_What needs to be done_
Under this line are the records; write out word for word the part that begins at the line containing "Mark each instance of the tiger's back" and ends at the line containing "x=512 y=259", and no more.

_Record set_
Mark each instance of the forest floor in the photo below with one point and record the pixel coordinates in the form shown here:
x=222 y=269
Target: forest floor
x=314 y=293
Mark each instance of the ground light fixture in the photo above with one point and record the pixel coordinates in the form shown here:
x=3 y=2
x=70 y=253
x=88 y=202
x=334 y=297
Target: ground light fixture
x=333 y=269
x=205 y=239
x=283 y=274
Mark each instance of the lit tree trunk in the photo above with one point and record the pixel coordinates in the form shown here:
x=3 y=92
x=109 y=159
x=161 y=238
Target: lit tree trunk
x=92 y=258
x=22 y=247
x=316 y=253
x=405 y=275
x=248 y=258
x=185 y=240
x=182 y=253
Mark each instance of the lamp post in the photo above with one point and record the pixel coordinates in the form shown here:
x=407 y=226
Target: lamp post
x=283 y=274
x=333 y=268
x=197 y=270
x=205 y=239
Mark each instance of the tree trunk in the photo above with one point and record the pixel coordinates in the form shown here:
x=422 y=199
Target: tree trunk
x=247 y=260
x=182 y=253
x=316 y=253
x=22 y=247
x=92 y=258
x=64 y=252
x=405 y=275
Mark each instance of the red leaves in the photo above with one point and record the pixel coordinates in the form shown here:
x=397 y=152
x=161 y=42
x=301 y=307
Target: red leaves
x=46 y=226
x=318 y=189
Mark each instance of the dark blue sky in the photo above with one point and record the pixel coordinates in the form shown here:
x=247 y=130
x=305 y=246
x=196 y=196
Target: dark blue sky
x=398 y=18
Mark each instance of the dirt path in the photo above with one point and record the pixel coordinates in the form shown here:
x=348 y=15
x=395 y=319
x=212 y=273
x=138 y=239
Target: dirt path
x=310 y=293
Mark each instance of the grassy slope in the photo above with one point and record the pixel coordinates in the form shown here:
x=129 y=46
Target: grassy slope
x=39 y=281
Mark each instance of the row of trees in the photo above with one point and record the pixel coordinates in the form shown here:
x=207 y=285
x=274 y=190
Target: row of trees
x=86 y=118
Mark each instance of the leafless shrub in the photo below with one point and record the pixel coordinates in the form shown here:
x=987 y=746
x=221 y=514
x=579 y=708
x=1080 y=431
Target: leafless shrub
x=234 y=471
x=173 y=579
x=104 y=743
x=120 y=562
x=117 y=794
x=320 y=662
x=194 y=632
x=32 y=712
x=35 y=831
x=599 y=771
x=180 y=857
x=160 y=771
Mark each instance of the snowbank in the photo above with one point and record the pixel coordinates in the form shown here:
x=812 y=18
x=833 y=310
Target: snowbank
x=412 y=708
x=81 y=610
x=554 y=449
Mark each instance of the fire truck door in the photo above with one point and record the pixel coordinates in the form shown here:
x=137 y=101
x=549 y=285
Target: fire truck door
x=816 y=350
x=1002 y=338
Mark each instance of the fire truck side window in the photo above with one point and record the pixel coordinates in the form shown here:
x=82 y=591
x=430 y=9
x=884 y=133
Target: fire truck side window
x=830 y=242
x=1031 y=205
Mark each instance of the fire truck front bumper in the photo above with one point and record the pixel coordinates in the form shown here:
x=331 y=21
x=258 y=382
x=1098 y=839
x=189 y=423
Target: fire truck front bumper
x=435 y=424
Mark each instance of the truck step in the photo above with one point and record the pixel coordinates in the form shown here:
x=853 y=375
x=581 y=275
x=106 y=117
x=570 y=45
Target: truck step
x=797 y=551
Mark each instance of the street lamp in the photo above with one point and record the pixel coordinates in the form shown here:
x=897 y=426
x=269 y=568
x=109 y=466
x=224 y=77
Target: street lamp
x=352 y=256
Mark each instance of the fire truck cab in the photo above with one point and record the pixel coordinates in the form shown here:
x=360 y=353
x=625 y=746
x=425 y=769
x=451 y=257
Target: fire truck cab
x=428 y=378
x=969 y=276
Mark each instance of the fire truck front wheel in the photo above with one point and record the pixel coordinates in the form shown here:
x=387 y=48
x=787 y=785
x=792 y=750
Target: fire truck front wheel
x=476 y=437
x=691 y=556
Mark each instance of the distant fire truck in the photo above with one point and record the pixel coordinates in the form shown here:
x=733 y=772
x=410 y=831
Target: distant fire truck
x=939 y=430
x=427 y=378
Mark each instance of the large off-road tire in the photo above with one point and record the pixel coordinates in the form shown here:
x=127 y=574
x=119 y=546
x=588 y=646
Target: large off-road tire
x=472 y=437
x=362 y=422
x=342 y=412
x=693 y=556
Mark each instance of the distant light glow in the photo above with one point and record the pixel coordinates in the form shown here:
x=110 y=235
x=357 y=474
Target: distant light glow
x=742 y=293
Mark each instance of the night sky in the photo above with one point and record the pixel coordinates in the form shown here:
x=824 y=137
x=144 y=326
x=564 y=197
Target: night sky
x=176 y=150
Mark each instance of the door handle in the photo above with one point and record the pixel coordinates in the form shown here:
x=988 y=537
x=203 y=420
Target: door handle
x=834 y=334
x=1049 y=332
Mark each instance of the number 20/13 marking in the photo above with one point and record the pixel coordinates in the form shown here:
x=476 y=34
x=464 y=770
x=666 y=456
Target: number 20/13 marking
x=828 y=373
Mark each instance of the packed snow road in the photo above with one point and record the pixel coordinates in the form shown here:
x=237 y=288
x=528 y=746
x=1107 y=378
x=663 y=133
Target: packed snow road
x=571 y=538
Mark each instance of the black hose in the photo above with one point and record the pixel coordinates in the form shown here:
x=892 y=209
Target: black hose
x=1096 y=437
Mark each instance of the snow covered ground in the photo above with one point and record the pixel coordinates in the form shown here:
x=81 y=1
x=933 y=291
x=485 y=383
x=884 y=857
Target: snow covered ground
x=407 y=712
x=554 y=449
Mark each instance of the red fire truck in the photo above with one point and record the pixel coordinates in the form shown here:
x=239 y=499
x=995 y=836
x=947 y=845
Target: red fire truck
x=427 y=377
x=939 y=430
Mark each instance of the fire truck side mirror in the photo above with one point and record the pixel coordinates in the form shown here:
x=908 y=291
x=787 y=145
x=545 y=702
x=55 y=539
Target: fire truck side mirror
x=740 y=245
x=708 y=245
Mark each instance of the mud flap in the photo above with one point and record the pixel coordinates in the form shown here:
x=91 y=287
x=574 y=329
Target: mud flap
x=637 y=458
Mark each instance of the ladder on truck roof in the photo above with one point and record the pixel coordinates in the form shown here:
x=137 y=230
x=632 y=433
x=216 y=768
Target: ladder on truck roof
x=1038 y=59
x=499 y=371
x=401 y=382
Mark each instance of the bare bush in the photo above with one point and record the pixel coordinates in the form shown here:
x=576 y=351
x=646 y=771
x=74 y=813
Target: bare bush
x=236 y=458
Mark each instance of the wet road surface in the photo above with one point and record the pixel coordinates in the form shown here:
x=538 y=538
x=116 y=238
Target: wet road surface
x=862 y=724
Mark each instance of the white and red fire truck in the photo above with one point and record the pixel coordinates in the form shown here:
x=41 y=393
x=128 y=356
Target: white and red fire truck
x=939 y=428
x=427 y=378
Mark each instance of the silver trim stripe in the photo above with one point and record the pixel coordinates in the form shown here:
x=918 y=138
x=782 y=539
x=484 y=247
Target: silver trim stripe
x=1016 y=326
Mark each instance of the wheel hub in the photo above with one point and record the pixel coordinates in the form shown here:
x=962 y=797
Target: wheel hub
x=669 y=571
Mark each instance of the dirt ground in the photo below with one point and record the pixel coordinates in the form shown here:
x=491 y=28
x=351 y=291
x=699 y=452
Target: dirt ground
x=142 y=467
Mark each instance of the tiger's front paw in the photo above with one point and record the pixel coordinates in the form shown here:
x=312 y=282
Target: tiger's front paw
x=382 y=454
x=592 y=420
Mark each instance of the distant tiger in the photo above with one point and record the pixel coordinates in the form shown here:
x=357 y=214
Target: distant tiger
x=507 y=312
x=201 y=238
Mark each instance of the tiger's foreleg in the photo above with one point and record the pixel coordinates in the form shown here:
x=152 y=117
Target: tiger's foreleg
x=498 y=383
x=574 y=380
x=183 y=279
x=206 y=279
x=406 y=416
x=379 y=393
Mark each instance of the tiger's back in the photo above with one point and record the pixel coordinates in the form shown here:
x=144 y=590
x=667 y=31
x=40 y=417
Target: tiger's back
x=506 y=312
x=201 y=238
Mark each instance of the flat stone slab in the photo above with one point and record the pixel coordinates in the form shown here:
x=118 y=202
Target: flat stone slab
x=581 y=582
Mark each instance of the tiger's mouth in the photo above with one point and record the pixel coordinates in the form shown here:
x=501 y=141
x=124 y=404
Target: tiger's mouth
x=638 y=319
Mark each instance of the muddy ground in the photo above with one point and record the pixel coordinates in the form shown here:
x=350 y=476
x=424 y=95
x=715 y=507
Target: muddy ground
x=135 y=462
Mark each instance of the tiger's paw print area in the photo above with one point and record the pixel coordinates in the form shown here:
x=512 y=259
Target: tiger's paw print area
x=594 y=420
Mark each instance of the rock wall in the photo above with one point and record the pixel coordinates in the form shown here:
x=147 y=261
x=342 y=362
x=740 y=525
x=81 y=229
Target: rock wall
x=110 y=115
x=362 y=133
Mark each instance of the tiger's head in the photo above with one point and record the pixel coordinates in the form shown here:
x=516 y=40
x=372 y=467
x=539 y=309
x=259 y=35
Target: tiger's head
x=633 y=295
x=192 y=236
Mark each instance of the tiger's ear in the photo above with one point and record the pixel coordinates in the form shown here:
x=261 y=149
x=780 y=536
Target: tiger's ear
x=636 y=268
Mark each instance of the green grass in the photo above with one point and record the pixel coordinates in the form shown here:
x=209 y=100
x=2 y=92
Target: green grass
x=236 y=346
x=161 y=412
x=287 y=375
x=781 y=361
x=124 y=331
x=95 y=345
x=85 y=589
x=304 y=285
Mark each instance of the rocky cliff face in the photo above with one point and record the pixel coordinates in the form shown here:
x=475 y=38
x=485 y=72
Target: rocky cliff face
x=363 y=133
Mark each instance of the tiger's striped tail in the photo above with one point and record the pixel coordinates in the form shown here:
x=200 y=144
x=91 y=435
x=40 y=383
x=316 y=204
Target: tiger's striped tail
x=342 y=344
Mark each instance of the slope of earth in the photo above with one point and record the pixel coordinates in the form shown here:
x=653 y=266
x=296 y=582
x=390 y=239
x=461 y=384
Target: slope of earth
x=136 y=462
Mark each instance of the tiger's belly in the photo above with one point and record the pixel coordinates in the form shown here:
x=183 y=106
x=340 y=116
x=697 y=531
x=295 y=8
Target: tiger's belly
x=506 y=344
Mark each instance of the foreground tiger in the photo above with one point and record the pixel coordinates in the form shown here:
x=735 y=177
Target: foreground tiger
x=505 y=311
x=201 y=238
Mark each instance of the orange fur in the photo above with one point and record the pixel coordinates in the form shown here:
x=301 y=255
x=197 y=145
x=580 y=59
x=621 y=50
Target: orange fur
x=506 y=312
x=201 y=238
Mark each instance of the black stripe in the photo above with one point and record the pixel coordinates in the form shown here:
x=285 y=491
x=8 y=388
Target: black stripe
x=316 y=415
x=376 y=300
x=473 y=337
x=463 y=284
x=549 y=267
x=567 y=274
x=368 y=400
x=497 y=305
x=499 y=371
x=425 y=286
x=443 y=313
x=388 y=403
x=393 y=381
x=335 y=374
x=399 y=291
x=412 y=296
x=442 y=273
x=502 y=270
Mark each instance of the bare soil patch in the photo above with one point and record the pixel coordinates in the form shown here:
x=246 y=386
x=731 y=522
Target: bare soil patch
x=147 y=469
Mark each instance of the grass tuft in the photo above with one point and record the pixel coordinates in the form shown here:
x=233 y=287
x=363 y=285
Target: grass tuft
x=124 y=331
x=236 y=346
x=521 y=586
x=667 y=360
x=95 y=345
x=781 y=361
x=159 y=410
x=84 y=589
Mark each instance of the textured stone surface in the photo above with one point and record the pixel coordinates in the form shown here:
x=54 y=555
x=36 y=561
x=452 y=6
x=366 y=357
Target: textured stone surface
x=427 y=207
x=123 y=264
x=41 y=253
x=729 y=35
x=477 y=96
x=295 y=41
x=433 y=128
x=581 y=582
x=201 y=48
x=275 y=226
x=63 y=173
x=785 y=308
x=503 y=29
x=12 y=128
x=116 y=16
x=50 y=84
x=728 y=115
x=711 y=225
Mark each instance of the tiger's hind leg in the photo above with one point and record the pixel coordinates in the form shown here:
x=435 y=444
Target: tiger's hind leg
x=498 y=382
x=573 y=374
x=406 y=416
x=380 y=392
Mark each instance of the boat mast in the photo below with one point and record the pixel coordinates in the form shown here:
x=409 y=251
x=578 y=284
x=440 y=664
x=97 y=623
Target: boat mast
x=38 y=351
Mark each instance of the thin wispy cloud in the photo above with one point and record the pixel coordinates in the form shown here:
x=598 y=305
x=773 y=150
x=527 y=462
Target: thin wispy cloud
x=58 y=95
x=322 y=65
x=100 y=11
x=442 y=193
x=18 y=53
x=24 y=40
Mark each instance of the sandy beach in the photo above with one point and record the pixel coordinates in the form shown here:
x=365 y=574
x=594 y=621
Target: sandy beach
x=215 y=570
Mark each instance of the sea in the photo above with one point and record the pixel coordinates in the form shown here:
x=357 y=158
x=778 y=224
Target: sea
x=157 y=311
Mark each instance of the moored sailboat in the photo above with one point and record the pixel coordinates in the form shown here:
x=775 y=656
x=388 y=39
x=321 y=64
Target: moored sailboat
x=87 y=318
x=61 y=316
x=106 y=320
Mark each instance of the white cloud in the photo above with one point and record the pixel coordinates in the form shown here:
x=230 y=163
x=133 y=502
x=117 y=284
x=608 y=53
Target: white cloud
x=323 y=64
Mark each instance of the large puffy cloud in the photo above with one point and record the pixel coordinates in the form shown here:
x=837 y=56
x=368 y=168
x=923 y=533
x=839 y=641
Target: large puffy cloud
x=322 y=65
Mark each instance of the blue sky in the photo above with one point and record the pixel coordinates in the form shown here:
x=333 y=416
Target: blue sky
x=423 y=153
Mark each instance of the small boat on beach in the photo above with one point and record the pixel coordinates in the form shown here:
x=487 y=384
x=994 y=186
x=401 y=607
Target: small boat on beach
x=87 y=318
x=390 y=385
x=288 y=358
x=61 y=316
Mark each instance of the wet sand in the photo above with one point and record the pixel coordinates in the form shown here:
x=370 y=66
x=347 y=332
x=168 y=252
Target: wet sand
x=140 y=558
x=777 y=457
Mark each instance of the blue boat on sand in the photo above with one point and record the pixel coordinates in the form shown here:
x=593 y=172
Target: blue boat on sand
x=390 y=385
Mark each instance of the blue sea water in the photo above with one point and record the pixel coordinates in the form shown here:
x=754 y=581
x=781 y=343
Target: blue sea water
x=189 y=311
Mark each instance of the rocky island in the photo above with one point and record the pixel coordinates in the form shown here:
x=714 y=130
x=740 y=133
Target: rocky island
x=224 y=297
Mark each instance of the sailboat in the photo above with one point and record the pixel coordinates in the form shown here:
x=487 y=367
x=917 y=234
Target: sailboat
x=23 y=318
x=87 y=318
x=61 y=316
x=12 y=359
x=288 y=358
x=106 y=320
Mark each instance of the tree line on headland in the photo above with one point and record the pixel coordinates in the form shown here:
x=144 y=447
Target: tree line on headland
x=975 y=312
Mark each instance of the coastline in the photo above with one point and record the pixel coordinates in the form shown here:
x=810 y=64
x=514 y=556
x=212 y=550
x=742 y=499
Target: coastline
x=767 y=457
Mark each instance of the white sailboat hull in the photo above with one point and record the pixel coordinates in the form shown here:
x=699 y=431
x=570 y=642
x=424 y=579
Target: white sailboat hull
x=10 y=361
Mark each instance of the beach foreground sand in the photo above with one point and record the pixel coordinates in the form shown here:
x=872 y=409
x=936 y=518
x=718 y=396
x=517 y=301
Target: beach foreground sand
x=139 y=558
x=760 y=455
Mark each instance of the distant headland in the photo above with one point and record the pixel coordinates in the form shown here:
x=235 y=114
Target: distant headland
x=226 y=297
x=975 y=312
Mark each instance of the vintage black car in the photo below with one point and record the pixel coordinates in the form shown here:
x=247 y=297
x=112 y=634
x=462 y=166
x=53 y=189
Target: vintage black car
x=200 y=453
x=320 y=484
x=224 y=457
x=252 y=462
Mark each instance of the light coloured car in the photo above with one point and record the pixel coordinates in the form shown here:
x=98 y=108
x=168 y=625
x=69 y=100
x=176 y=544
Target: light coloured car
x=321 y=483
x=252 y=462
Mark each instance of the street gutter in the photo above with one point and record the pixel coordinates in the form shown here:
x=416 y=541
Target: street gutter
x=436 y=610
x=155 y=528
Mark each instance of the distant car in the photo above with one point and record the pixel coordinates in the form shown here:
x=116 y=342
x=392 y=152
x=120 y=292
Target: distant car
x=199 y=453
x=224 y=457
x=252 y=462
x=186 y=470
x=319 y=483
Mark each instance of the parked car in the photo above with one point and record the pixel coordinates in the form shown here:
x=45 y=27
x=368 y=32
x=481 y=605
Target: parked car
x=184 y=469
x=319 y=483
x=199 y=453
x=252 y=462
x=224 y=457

_Expected answer_
Mark each instance of the tiger's back in the photo above with one point and record the pixel coordinates in the form shown here:
x=144 y=590
x=667 y=31
x=40 y=417
Target: tiger's back
x=506 y=312
x=201 y=238
Mark each instance of the flat stone slab in the photo above with one point and record the pixel coordinates in the form shown here:
x=118 y=202
Target: flat stone slab
x=581 y=582
Mark each instance of the tiger's mouth in the photo above with one point and record the pixel coordinates in the form shown here:
x=501 y=141
x=124 y=404
Target: tiger's mouth
x=638 y=319
Mark each instance of the muddy ground in the photo above with one point and record the pixel coordinates in the form shown here:
x=350 y=476
x=424 y=95
x=715 y=507
Target: muddy ground
x=135 y=462
Mark each instance of the tiger's paw print area in the photo above with one point and record the pixel coordinates in the form shown here:
x=512 y=259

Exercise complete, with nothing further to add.